▶ Directive
Copy out the lines below exactly, beginning with the line that contains "outline agricultural field" and continuing through the line that contains "Draw the outline of every instance of the agricultural", with both of those lines included.

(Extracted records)

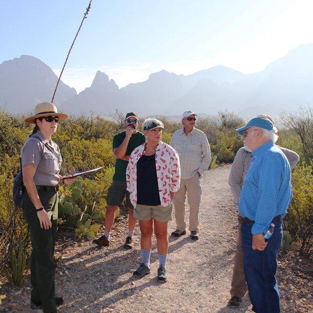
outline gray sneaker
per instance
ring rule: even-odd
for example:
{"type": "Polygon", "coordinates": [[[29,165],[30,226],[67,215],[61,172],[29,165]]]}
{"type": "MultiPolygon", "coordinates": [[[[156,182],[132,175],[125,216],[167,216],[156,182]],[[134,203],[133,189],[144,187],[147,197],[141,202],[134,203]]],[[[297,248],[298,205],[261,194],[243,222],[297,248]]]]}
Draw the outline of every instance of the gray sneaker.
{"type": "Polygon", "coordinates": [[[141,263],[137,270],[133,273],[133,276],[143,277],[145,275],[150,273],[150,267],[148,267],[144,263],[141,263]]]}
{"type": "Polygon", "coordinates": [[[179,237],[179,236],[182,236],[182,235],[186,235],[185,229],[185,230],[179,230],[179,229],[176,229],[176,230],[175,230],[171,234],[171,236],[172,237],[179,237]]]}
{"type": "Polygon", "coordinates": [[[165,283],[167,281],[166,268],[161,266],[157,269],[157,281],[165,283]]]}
...
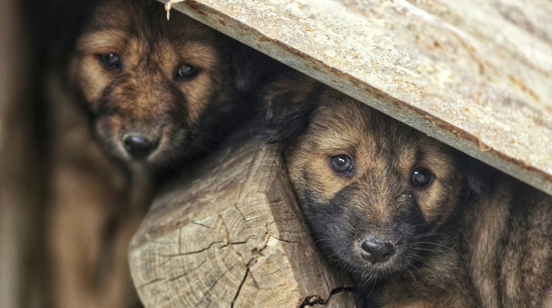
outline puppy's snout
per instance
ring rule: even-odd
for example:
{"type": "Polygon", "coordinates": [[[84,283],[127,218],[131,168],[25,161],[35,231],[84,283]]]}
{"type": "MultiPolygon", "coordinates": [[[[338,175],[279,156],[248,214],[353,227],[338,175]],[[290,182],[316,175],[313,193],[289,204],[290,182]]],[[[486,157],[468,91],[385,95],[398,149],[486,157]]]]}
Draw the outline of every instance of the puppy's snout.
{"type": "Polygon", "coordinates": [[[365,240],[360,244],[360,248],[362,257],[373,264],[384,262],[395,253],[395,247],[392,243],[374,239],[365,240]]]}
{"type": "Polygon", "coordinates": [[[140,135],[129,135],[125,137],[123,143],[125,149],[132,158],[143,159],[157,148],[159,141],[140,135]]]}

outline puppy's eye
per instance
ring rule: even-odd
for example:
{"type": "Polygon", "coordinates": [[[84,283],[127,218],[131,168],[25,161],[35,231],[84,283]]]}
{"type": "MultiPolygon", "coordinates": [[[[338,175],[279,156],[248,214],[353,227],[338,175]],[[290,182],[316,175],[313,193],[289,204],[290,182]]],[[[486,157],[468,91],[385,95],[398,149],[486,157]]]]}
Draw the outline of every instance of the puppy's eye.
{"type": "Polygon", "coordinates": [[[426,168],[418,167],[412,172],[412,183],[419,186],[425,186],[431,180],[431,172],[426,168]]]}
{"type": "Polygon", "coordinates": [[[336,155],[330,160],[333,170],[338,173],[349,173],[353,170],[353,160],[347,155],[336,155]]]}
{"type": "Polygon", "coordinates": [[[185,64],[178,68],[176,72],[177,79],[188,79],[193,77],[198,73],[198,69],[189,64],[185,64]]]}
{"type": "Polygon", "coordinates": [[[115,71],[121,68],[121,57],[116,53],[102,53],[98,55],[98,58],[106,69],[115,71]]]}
...
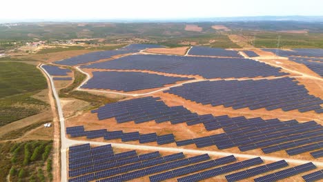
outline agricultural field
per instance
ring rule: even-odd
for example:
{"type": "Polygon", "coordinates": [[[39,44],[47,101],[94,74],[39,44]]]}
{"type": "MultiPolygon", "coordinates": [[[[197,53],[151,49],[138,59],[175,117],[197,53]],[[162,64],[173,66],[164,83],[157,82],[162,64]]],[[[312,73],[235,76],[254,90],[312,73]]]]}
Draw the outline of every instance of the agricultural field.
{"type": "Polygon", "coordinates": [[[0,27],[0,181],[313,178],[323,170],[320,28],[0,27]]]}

▶ The answer
outline agricultural field
per instance
ring rule: even-odd
for example:
{"type": "Polygon", "coordinates": [[[39,44],[47,101],[94,74],[39,44]]]}
{"type": "MultiPolygon", "coordinates": [[[[197,53],[151,49],[138,59],[175,117],[197,53]],[[162,64],[173,66],[164,83],[157,82],[162,64]]],[[[312,73],[235,76],[254,90],[312,73]]]]}
Draw the outline of every instance of the agricultural field.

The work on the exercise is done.